_Instructions to follow_. Transcribe the data underneath exactly. No images belong in your version.

(Region pointing data)

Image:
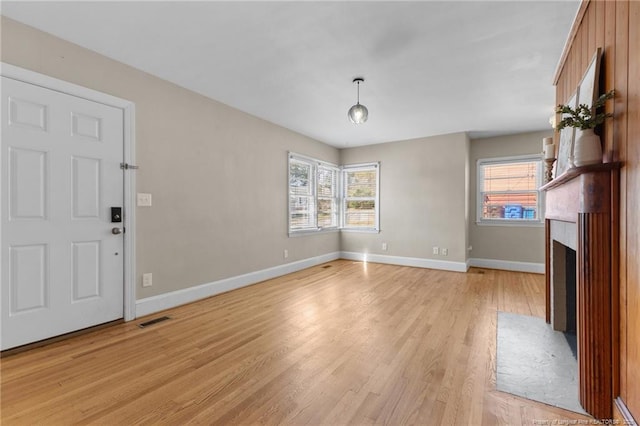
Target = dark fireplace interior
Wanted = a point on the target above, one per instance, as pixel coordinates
(571, 289)
(564, 292)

_Completed exercise_.
Image:
Target = dark fireplace interior
Wanted = a point on the target above, one per instance, as pixel coordinates
(571, 289)
(564, 292)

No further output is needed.